> [EXPLOITER LES INFORMATIONS]
a) D'après le texte sur le stress et la schizophrénie, pourquoi l'équipe a-t-elle voulu comprendre ce qui se passait dans le cortex préfrontal ? Répondez en une à trois phrases.
b) Rédigez la suite du texte sur le stress et la schizophrénie, en commençant après sa dernière phrase.

> [EXTRAIT CHOISI]
┄┄┄┄┄┄┄┄┄┄

Et si les situations de stress affectaient différemment le cerveau et l’organisme des personnes atteintes de schizophrénie ? C’est ce que suggère une étude récemment publiée dans la revue Brain et qui pourrait fournir des pistes sur les moyens de prévention précoce d’apparition de la maladie.
Stress et libération de dopamine
Les altérations de la libération de dopamine dans une région du cerveau appelée « striatum » ont déjà été bien étudiées par une équipe de scientifiques du Centre des addictions et de la santé mentale (CAMH) chez les personnes souffrant de psychose et soumises à une situation de stress.
À savoir ! La dopamine est un neurotransmetteur chimique qui permet la communication au sein du système nerveux. Elle influence directement le comportement et renforce les actions bénéfiques telles que manger en provoquant la sensation de plaisir.
« Nos recherches précédentes ont montré que les personnes à haut risque de psychose et celles expérimentant un premier épisode de psychose présentaient une libération de dopamine anormale ou augmentée en réponse au stress dans le striatum», déclare l’un des membres de l’équipe en charge de cette nouvelle étude.
Cependant, le rôle de la dopamine dans une autre région du cerveau appelée « cortex préfrontal » est encore mal connu alors que cette zone située en avant du cerveau est une région clé impliquée dans la régulation cognitive et émotionnelle :
« Puisque le cortex préfrontal est impliqué dans la régulation de la libération de dopamine dans le striatum, nous voulions comprendre ce qui s’y passait».
Dans ce contexte, l’équipe de scientifiques a voulu aller plus loin en enquêtant sur les réponses au stress dans la région du cortex préfrontal. Identifier les différences dans les réponses au stress entre les personnes à haut risque de psychose et les personnes schizophrènes pourrait éclairer sur le développement de la schizophrénie et sur les moyens de prévenir sa survenue.

┄┄┄┄┄┄┄┄┄┄

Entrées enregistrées
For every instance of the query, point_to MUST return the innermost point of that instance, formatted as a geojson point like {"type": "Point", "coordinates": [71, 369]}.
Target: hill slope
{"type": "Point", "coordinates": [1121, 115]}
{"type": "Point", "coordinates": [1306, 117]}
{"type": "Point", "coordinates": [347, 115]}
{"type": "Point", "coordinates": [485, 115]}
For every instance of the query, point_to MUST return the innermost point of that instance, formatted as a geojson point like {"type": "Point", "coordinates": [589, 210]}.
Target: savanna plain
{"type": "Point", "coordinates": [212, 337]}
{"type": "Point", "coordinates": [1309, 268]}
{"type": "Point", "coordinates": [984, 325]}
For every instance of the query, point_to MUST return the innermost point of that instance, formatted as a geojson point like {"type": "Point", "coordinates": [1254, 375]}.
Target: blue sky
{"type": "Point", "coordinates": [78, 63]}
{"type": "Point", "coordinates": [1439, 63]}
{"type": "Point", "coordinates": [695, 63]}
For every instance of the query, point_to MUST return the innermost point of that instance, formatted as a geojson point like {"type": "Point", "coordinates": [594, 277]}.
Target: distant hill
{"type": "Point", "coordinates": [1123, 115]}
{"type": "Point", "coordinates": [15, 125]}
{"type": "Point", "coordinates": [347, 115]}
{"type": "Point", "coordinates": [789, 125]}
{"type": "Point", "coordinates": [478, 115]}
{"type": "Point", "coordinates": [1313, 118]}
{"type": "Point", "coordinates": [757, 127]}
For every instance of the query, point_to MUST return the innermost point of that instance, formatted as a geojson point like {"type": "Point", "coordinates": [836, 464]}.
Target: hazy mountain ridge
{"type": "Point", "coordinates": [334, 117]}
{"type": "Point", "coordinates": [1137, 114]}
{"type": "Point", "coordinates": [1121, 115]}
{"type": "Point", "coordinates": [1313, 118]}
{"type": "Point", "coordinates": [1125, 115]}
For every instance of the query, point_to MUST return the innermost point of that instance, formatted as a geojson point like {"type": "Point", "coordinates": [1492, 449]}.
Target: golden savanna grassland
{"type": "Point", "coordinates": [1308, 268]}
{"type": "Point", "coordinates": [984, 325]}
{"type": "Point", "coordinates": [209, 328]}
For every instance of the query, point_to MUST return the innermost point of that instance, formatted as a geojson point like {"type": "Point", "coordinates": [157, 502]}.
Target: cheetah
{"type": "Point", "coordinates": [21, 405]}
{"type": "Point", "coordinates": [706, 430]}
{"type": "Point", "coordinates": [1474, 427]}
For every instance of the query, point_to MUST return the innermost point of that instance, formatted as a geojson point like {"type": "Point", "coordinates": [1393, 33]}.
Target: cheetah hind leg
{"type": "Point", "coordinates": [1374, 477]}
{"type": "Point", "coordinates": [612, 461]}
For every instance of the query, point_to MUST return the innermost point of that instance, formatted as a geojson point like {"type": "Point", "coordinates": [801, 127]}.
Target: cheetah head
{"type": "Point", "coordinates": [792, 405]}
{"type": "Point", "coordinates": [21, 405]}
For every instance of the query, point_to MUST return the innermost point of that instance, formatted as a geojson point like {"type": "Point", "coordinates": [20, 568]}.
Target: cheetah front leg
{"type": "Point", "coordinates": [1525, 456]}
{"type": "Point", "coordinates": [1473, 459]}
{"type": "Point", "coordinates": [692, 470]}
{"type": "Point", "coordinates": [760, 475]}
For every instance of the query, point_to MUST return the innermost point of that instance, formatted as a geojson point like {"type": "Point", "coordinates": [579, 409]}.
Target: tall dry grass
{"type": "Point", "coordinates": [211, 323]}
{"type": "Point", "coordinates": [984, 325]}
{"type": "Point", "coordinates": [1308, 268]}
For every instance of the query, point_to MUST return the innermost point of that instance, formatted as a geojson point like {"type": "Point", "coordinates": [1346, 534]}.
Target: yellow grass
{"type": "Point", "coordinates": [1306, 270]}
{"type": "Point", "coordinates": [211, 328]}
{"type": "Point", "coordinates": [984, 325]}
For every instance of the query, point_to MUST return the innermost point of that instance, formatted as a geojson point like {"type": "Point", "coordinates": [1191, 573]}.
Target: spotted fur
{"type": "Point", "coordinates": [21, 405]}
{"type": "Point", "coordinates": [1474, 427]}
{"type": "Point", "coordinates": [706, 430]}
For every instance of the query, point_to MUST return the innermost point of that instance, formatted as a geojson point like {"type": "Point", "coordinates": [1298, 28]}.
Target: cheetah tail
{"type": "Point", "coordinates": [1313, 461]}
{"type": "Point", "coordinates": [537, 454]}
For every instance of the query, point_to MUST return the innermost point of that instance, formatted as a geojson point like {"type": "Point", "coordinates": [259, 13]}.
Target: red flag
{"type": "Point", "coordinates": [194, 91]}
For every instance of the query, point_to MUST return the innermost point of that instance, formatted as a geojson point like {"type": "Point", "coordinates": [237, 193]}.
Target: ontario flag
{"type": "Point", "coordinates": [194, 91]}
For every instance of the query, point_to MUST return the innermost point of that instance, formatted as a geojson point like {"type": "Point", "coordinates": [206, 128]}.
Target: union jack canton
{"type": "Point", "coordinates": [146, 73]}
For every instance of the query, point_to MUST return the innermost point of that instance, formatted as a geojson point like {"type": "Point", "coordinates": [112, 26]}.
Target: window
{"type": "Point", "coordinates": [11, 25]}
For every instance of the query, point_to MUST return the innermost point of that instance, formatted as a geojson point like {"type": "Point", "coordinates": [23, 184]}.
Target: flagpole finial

┄┄┄┄┄┄┄┄┄┄

> [CORRIGÉS DES EXERCICES]
a) L'équipe voulait comprendre ce qui se passait dans le cortex préfrontal parce que cette région est impliquée dans la régulation de la libération de dopamine dans le striatum. Le texte précise aussi que cette zone joue un rôle clé dans la régulation cognitive et émotionnelle. Pourtant, le rôle de la dopamine y est encore mal connu.

b)
Une réponse différente au stress en cas de schizophrénie
Pour mener à bien leurs recherches, les scientifiques ont étudié deux messagers chimiques importants : la dopamine et le cortisol, sur 3 groupes de volontaires soumis à un état de stress à l’occasion d’un test de mathématiques :
- 14 personnes schizophrènes
- 14 personnes à haut risque de développer une psychose
- 12 personnes sans maladie mentale
À savoir ! Le cortisol est une hormone libérée par les glandes surrénales situées au dessus des reins, en charge d’aider l’organisme à gérer les situations stressantes.
Dans un premier temps, les volontaires ont du répondre sur un écran d’ordinateur à un questionnaire de mathématiques sans aucune limite de temps pendant qu’un scanner à émission de positrons (TEP) évaluait le niveau de dopamine dans leur cerveau en fin de tâche.
Dans un second temps, les volontaires ont dû répondre à un questionnaire de mathématiques en situation de stress, c’est-à-dire dans un temps limité tout en recevant des remarques verbales négatives.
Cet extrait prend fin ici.